• Passage given
** Start **

Abbot Genser/New Line Cinema
MOVIE MASTER: Danny Glover plays the owner of a movie-rental shop in his latest film, 'Be Kind Rewind.'

Glover's Maverick Thoughts

By Richard von Busack


THE POLITICAL angle of Danny Glover's career is as important as the artistic. Glover was an economics major at San Francisco State in 1968 when he turned to acting, and he still considers his career a direct result of being a child of the civil rights movement. Interviewing him quick between planes via telephone, I ask him what he's reading, and it turns out it's Fidel Castro's autobiography, Dr. Martin Luther King Jr.'s Where Do We Go From Here? and Gorky's The Lower Depths. Glover has just written an intro for a book by one of his friends, former Black Panther Minister of Culture Emory Douglas; Douglas' political art is currently on display at the Richmond Art Center. More recent aspects of the hard-working Glover's career will come up when he shows up March 8 at the California Theatre in San Jose to receive the Maverick Spirit Award from Cinequest. He's got two films on the big screen right now: Be Kind Rewind and the new John Sayles film, Honeydripper, in which Glover plays the lead. He also has a recurring part in ABC's Brothers and Sisters.

Glover was one of five children, the son of two San Francisco postal workers. Raised for most of that time in a housing project, he also lived with his grandparents in rural Georgia. He says he used that time in the country as background in one of his finest roles, the troublesome Harry in Charles Burnett's To Sleep With Anger. Glover talks of a kind of "psychic memory" he used during the making of that film: "When I read the script, it all came rushing back." He's also seen the recent rerelease of Burnett's not-to-be-missed Killer of Sheep: "Jesus, I love that film," he says.

Some things may have changed during the past 40 years, but when I mention that no one refers to an Eddie Murphy movie as a "black" comedy, he mentions his concern for "the resegregation of the audience," in connection, for example, with an entertainment phenomenon like the Tyler Perry movies. Glover also notes that many film commentators don't make their critiques of film as a "discourse on an industry that has a vast impact on people's imagination." So when he talks about film that influenced him, Glover mentions world cinema as much as the work of Sidney Poitier: "What I saw coming of age in San Francisco was the films of Satyajit Ray and Ousmane Sembene, Pontecorvo's Battle of Algiers, Godard, Louis Malle ... they all impacted the way I looked at films."

** End **

• Items
** Start **

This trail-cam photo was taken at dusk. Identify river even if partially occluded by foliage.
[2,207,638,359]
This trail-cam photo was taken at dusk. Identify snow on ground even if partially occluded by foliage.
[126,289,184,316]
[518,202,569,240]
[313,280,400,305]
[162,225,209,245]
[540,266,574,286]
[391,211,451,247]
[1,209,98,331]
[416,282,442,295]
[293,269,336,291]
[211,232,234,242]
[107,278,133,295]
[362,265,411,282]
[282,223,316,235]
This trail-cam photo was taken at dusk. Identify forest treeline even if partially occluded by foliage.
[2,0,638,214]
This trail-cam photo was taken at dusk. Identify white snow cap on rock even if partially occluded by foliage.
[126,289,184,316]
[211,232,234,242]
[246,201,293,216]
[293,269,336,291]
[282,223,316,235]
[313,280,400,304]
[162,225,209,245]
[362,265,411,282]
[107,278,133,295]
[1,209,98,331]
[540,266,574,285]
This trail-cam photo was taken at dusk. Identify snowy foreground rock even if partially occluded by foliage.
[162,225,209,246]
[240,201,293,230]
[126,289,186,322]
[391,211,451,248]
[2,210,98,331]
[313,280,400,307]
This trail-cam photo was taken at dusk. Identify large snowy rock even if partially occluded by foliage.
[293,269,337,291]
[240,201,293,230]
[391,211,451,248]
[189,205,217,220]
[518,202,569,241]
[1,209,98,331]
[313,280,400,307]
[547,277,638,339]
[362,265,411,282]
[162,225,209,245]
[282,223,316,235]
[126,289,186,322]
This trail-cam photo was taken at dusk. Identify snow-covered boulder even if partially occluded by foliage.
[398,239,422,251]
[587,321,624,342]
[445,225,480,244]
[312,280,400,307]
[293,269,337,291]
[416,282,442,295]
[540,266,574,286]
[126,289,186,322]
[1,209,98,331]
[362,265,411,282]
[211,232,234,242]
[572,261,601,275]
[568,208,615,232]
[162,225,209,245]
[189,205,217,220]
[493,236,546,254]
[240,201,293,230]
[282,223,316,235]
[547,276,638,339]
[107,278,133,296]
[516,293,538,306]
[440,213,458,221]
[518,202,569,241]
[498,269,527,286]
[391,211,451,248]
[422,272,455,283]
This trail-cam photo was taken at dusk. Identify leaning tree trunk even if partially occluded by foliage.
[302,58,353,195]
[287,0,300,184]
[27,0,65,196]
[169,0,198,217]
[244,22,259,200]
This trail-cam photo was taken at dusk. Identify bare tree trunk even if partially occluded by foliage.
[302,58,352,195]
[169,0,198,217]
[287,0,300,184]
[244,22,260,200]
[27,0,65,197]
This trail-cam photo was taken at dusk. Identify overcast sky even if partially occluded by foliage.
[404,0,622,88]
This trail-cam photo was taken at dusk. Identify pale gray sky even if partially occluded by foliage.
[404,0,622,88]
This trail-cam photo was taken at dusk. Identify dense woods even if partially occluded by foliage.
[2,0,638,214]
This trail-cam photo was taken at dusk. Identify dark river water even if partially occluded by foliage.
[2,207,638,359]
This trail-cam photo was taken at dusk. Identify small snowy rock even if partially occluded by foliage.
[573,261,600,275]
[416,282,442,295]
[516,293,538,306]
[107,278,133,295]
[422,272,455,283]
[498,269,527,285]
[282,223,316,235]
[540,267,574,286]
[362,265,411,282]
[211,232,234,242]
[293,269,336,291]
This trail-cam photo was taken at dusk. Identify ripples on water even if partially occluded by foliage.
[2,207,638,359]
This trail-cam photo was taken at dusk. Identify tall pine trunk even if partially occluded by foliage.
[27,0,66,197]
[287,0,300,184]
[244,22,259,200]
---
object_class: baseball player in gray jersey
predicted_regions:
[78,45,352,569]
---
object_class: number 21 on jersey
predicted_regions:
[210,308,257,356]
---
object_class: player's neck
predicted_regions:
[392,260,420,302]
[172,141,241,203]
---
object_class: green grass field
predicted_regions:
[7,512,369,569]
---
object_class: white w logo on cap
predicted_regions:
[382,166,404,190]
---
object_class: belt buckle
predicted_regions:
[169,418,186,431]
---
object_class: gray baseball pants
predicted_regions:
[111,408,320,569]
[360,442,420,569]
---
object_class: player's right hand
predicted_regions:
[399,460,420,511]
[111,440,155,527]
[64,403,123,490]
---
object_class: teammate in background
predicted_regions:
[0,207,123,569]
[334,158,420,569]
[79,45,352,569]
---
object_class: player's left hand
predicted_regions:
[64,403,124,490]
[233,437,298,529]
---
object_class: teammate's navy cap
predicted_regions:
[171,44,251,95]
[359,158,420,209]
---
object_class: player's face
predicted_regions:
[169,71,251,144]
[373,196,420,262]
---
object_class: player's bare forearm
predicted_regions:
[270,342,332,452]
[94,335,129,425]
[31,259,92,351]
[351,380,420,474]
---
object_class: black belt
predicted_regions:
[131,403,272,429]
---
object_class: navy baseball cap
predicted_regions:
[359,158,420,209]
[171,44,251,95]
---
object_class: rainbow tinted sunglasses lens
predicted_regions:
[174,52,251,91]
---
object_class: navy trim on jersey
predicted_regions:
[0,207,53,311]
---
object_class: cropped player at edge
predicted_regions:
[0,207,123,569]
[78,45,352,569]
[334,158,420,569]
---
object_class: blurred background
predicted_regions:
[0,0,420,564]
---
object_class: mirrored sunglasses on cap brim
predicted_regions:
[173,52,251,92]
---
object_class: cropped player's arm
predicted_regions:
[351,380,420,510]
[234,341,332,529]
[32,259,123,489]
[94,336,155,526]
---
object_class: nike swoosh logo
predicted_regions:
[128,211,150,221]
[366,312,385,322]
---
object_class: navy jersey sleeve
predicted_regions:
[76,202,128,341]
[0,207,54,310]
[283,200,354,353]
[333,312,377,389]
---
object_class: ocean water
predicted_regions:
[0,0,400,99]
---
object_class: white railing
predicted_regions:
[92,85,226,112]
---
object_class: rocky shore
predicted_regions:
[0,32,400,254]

** End **

Using the Danny Glover profile, answer these:
(a) What was Glover studying at San Francisco State in 1968?
(b) What jobs did his parents hold?
(c) For which role did he draw on his time with his grandparents in rural Georgia?

(a) Economics.
(b) They were postal workers in San Francisco.
(c) Harry in Charles Burnett's To Sleep With Anger.